The reciprocal rights and responsibilities of feudalism let the lord set the fair price. The British historian E. P. Thompson showed how farmers clung to this belief. Large farmers who sold their product at a higher price elsewhere while there was some still in need in the village were ostracized.

The concept is being revisited in practice if not in name. The heightened sensitivity to the disparity of income and wealth is pervasive within high income countries. Sometimes it is expressed in pragmatic terms in the sense that the disparity is inhibiting a stronger economic recovery. However, the populist appeal is also based on a sense of fairness.

What is fairness?  Among the first classes a law student takes is on contracts. Contracts are the bedrock of modern society. What is fair and just is fulfilling one’s contractual obligations. You committed to performing some service in exchange for some recognition. Now do it. That is fair.

However, this concept of fairness is dramatically different than the fairness that was the basis of traditional society. Perhaps more influenced by the Catholic Church’s teachings, fairness is about one’s social obligations. Justice was in recognizing fellow Catholics as brothers and sisters.

Market economies turned the traditional meaning of fairness on its head.  To some extent, non-market spheres that persist, including to different extents and in different ways, the family, and church, have kept the embers of the earlier meaning of fairness alive.

Although we would not push it too far, there is some evidence that a sense of fairness crosses cultural lines. There is an exercise called the Ultimatum Game. It involves two people. The first is given a modest sum of money, say $100, and can split it any way. The second person can accept it or not. If it is rejected both people get nothing. Repeated tests have found that provided the game is played within a particular social group; a 70-30 split is rejected.

There are numerous explanations for this outcome. It is also reasonable to think that if the sums involved were considerable greater, such as $100 mln, the pecuniary gain outweighs the concern about fairness. Nevertheless, in non-extreme situations, it seems as if there is a basic sense of fairness that is distinct from contractual obligation. It seems that nearly every culture has valued being hospitable. It is evident in legends, stories, and folk wisdom. We would draw parallels between the value of fairness and the value of being a good host.

One reason the disparity of wealth and income has become an important political and social issue is that the situation has begun arousing this traditional sense of fairness. The anger (and fear) seems to be a lodestone for many of the populist campaigns.

The issue is being raised anew in Central Europe. In Hungary and Poland, many households took out Swiss franc mortgages. Sometimes, it was a calculated risk. Sometimes, reports suggest, that some people were led by the banks to take franc mortgages, which may have been more lucrative for the bank than the traditional mortgages.

### Extracted material
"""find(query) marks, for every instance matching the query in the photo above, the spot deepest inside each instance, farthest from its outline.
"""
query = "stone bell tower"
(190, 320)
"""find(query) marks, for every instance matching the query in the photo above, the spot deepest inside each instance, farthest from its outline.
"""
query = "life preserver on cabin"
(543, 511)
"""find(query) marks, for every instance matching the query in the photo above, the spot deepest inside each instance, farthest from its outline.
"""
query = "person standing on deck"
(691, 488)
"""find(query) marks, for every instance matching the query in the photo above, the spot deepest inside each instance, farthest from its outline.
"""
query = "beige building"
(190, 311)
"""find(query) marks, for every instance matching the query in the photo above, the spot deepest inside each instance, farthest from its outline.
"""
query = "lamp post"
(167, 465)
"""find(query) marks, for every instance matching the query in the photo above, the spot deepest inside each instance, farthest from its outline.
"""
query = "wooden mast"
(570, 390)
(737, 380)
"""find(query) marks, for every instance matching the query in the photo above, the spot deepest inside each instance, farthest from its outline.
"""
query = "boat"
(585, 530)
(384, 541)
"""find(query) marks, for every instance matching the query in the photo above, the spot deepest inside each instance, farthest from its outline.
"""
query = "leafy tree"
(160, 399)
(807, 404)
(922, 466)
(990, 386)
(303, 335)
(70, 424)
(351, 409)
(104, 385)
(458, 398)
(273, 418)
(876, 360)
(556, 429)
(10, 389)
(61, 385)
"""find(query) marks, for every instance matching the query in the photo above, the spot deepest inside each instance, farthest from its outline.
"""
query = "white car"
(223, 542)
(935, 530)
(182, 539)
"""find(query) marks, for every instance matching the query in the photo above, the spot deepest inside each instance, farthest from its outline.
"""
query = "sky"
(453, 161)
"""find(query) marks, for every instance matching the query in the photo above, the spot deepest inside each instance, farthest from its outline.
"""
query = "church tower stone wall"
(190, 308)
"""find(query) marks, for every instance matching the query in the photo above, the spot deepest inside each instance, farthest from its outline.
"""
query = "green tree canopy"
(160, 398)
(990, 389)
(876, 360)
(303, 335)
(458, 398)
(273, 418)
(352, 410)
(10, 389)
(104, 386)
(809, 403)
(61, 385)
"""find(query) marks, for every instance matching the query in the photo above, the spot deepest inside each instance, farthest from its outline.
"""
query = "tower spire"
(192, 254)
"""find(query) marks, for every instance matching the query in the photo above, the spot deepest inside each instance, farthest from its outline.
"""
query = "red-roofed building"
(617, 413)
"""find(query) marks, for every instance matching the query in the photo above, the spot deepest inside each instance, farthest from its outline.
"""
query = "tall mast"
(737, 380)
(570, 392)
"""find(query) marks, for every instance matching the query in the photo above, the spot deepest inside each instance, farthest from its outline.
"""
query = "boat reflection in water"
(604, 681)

### What to do
**1)** In the text on fairness, what happens in the Ultimatum Game if the second person rejects the split?
**2)** From the text on fairness, return the passage word for word, starting at the words "What is fairness?  Among" and ending after "of fairness alive.".

### The solutions
**1)** Both people get nothing.

**2)**
What is fairness?  Among the first classes a law student takes is on contracts. Contracts are the bedrock of modern society. What is fair and just is fulfilling one’s contractual obligations. You committed to performing some service in exchange for some recognition. Now do it. That is fair.

However, this concept of fairness is dramatically different than the fairness that was the basis of traditional society. Perhaps more influenced by the Catholic Church’s teachings, fairness is about one’s social obligations. Justice was in recognizing fellow Catholics as brothers and sisters.

Market economies turned the traditional meaning of fairness on its head.  To some extent, non-market spheres that persist, including to different extents and in different ways, the family, and church, have kept the embers of the earlier meaning of fairness alive.